Excerpts from a point labeling dataset:
──────
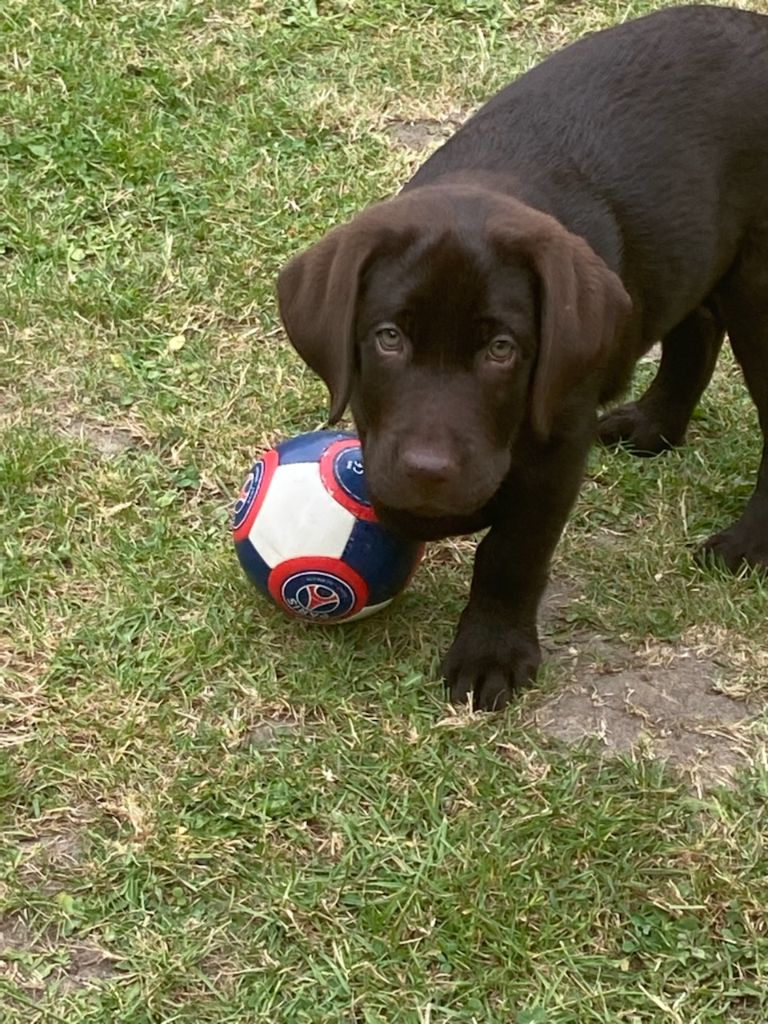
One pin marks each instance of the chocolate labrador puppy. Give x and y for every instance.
(613, 196)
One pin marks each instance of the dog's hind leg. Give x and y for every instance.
(743, 301)
(658, 420)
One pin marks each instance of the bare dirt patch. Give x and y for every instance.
(108, 440)
(425, 133)
(36, 962)
(667, 704)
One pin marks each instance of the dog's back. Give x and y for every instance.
(647, 124)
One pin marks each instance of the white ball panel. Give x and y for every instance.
(299, 517)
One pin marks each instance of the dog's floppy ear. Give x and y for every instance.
(317, 293)
(584, 307)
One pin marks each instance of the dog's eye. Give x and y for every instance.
(502, 349)
(389, 341)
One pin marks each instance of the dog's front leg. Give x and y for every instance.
(496, 649)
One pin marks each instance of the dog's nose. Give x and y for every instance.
(428, 465)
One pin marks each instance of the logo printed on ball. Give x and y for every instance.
(342, 474)
(248, 494)
(317, 595)
(348, 471)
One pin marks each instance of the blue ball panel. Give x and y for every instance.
(384, 562)
(308, 448)
(253, 564)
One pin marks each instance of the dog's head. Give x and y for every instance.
(451, 318)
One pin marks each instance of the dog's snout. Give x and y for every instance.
(427, 465)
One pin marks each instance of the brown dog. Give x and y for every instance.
(614, 196)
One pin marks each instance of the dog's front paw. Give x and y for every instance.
(737, 546)
(639, 430)
(487, 662)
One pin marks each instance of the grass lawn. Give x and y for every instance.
(211, 814)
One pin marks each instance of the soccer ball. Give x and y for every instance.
(308, 538)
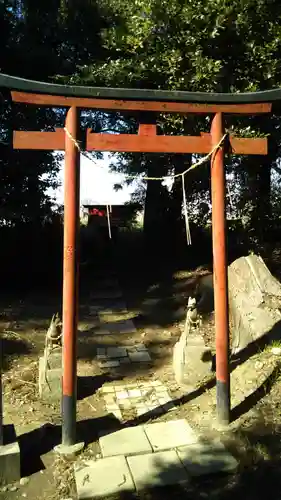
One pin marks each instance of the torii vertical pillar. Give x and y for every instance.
(70, 278)
(220, 273)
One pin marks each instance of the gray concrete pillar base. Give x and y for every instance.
(9, 457)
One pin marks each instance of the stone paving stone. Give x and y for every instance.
(116, 352)
(128, 441)
(141, 411)
(102, 331)
(169, 407)
(140, 347)
(166, 435)
(125, 326)
(103, 477)
(157, 469)
(108, 388)
(106, 294)
(109, 398)
(117, 414)
(125, 361)
(206, 458)
(134, 393)
(122, 394)
(94, 310)
(157, 384)
(139, 357)
(111, 407)
(109, 364)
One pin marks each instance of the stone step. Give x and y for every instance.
(117, 474)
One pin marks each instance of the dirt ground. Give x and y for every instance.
(253, 436)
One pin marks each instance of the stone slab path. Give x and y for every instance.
(140, 397)
(149, 455)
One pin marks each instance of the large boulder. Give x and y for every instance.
(254, 302)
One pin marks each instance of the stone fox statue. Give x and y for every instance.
(54, 333)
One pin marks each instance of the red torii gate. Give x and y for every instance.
(147, 140)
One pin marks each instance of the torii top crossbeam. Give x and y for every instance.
(115, 94)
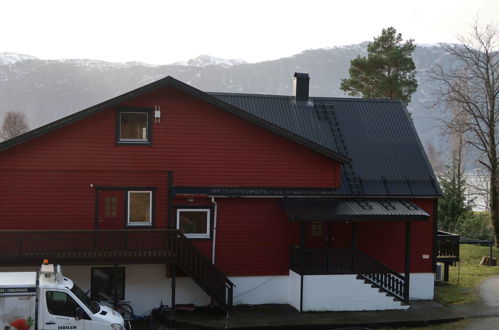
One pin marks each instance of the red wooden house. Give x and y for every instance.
(320, 203)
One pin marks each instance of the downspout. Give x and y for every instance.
(214, 243)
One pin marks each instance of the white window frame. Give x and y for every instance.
(130, 223)
(208, 225)
(120, 139)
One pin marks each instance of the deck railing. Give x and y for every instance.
(117, 247)
(320, 261)
(85, 246)
(348, 261)
(447, 247)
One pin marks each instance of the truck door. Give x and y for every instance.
(60, 312)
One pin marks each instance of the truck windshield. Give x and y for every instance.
(91, 305)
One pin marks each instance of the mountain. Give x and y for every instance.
(49, 89)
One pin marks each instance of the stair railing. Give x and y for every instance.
(202, 271)
(381, 276)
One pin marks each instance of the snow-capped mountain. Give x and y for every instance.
(11, 58)
(206, 60)
(50, 89)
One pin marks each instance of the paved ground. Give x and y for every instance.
(286, 317)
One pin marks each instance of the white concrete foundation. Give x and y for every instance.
(253, 290)
(343, 293)
(146, 286)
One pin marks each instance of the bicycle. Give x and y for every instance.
(121, 306)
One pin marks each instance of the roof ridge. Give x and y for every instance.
(339, 98)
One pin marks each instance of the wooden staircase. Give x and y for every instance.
(94, 247)
(192, 262)
(380, 276)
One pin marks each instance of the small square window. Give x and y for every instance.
(316, 229)
(194, 223)
(139, 208)
(134, 126)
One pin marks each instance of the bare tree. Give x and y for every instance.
(14, 124)
(472, 88)
(435, 158)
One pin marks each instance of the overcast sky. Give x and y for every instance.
(162, 32)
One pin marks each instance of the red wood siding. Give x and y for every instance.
(45, 183)
(385, 241)
(253, 237)
(203, 145)
(64, 199)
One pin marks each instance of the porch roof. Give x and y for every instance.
(353, 210)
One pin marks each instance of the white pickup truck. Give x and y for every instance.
(50, 301)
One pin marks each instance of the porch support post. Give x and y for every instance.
(407, 260)
(169, 202)
(303, 232)
(354, 245)
(174, 274)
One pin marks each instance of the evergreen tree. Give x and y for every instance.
(387, 72)
(453, 207)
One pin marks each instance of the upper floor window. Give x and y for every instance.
(194, 223)
(133, 126)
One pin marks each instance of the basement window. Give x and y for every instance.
(139, 209)
(194, 223)
(134, 126)
(107, 282)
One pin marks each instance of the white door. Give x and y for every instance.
(60, 313)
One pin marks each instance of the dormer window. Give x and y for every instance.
(133, 126)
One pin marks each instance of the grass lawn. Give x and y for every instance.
(471, 274)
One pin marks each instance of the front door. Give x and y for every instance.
(111, 209)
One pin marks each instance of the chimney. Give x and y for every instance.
(300, 86)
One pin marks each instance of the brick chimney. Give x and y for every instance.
(300, 86)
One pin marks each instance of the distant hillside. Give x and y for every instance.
(50, 89)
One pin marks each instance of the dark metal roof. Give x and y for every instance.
(374, 139)
(353, 210)
(387, 157)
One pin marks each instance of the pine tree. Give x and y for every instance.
(453, 207)
(388, 71)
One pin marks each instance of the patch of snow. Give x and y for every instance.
(207, 60)
(11, 58)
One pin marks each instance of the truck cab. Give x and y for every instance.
(60, 303)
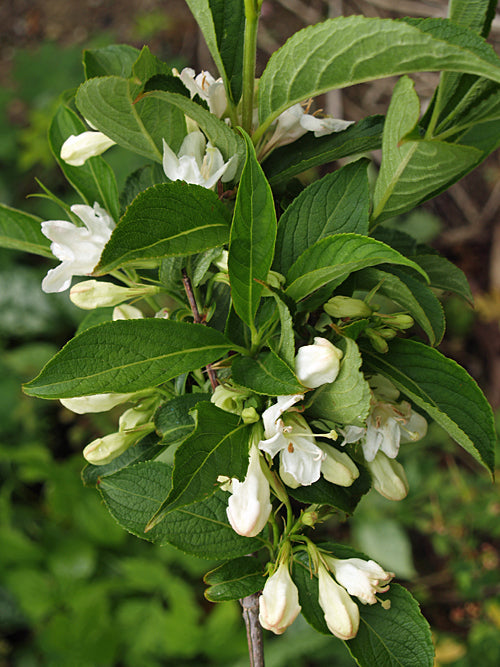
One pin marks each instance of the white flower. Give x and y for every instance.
(249, 505)
(78, 248)
(389, 477)
(279, 603)
(90, 294)
(360, 577)
(295, 122)
(317, 364)
(341, 612)
(198, 163)
(94, 403)
(300, 458)
(209, 89)
(78, 148)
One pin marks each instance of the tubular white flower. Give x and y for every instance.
(78, 248)
(338, 467)
(279, 603)
(77, 149)
(317, 364)
(209, 89)
(198, 162)
(389, 477)
(290, 435)
(341, 612)
(359, 577)
(95, 402)
(249, 506)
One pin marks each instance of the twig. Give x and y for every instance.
(250, 606)
(196, 317)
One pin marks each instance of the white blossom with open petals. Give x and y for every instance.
(198, 162)
(362, 578)
(290, 435)
(77, 149)
(78, 248)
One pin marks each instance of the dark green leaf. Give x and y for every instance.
(253, 235)
(234, 580)
(338, 203)
(133, 495)
(444, 390)
(266, 374)
(126, 356)
(166, 219)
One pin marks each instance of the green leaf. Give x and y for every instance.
(347, 400)
(116, 59)
(333, 259)
(173, 420)
(218, 446)
(253, 235)
(234, 580)
(167, 219)
(144, 450)
(266, 374)
(218, 133)
(326, 56)
(444, 390)
(21, 231)
(393, 637)
(337, 203)
(405, 179)
(344, 498)
(222, 23)
(411, 295)
(95, 180)
(138, 125)
(444, 275)
(125, 356)
(309, 151)
(133, 495)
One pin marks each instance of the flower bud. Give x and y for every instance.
(94, 403)
(317, 364)
(346, 306)
(249, 505)
(338, 468)
(127, 312)
(360, 577)
(91, 294)
(279, 603)
(389, 477)
(78, 148)
(341, 612)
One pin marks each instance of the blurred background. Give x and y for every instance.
(75, 589)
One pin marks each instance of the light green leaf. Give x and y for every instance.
(327, 55)
(309, 151)
(21, 231)
(127, 355)
(138, 125)
(347, 399)
(116, 59)
(337, 203)
(444, 275)
(444, 390)
(253, 235)
(167, 219)
(133, 495)
(95, 180)
(266, 374)
(218, 446)
(234, 580)
(333, 259)
(405, 179)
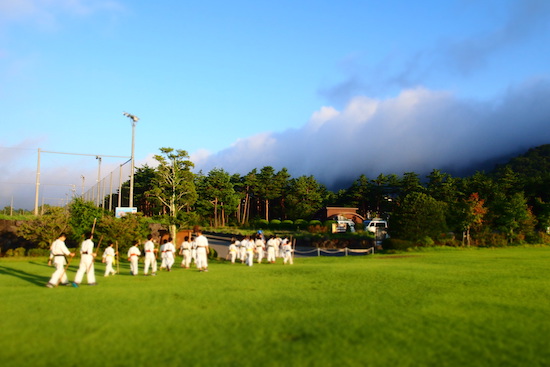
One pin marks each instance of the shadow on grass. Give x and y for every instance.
(29, 277)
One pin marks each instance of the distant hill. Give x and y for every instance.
(532, 164)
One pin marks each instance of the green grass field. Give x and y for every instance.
(440, 308)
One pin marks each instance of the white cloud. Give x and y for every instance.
(418, 130)
(47, 13)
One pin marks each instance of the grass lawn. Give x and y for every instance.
(477, 307)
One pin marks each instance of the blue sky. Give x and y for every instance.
(389, 86)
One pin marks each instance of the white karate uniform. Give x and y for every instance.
(59, 250)
(202, 255)
(109, 257)
(133, 256)
(163, 256)
(169, 250)
(185, 250)
(250, 246)
(86, 263)
(271, 244)
(260, 245)
(150, 258)
(287, 253)
(242, 250)
(233, 252)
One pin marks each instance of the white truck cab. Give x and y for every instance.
(375, 225)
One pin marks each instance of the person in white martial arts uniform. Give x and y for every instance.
(271, 246)
(250, 248)
(260, 247)
(163, 255)
(233, 250)
(287, 252)
(59, 250)
(185, 251)
(108, 259)
(169, 251)
(242, 250)
(133, 256)
(202, 251)
(87, 258)
(194, 251)
(150, 256)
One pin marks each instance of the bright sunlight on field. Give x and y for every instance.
(478, 307)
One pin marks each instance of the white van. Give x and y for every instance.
(376, 225)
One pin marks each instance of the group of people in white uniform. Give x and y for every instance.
(247, 250)
(253, 248)
(58, 258)
(199, 249)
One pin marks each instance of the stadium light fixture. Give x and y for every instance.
(134, 119)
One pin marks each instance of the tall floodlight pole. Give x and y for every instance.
(134, 120)
(37, 185)
(98, 180)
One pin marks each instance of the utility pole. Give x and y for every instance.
(37, 185)
(134, 121)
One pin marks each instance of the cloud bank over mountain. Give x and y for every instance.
(418, 130)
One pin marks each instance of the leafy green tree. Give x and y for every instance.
(359, 193)
(510, 214)
(306, 196)
(173, 184)
(218, 194)
(442, 186)
(471, 212)
(124, 231)
(418, 216)
(82, 216)
(44, 229)
(270, 186)
(410, 182)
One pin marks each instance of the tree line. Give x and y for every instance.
(510, 204)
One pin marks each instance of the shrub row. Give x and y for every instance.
(298, 224)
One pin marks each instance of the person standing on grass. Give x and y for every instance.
(150, 256)
(260, 247)
(169, 250)
(59, 251)
(250, 248)
(185, 251)
(287, 252)
(133, 256)
(233, 250)
(163, 255)
(194, 251)
(108, 259)
(87, 257)
(242, 250)
(202, 251)
(271, 244)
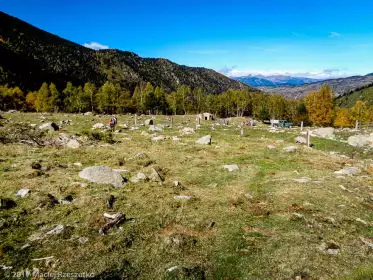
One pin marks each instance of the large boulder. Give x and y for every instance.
(149, 122)
(205, 140)
(361, 140)
(49, 126)
(98, 126)
(103, 175)
(300, 140)
(324, 132)
(73, 144)
(187, 131)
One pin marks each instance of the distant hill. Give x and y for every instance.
(274, 80)
(31, 56)
(348, 100)
(340, 86)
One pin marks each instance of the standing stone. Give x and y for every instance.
(231, 167)
(73, 144)
(290, 149)
(205, 140)
(102, 175)
(23, 192)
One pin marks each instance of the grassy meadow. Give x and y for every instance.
(253, 223)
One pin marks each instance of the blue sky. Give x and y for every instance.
(317, 38)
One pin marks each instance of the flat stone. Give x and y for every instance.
(102, 175)
(231, 167)
(57, 230)
(182, 197)
(23, 192)
(348, 171)
(290, 149)
(302, 180)
(205, 140)
(73, 144)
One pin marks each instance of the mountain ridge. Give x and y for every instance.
(33, 56)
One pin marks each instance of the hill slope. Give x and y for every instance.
(349, 100)
(33, 56)
(274, 80)
(340, 86)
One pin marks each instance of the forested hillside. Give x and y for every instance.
(30, 56)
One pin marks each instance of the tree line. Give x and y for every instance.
(317, 108)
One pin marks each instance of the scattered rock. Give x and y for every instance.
(36, 165)
(348, 171)
(290, 149)
(248, 196)
(57, 230)
(98, 126)
(49, 126)
(73, 144)
(155, 176)
(361, 221)
(102, 175)
(114, 220)
(231, 167)
(187, 131)
(155, 128)
(138, 177)
(205, 140)
(110, 202)
(23, 192)
(149, 122)
(302, 180)
(7, 203)
(82, 240)
(324, 132)
(159, 138)
(300, 140)
(182, 197)
(141, 155)
(361, 140)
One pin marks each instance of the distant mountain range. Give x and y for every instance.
(340, 86)
(274, 80)
(31, 56)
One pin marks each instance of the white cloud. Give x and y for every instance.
(208, 52)
(334, 34)
(96, 46)
(321, 74)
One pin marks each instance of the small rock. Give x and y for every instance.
(83, 240)
(187, 131)
(302, 180)
(73, 144)
(23, 192)
(155, 176)
(300, 140)
(205, 140)
(290, 149)
(348, 171)
(138, 177)
(57, 230)
(231, 167)
(159, 138)
(361, 221)
(182, 197)
(7, 203)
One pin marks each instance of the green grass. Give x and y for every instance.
(219, 234)
(349, 100)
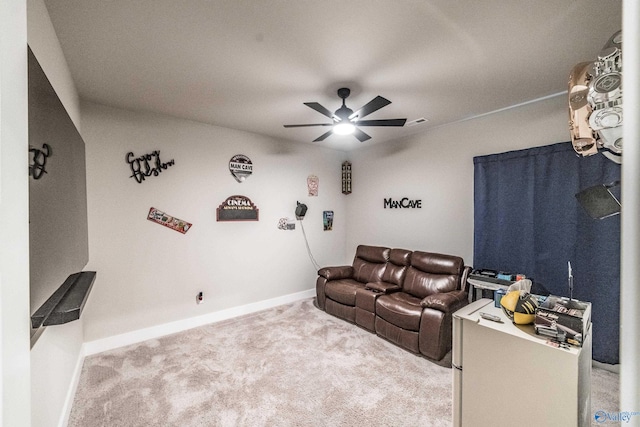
──────
SET PROBLEM:
Gather every line of the material above that contains the string "ridge". Case counts.

COMPLETED TASK:
One pin marks each instance of the roof ridge. Give x and y for every instance.
One pin marks each instance of the mountain ridge. Give x and y for every instance.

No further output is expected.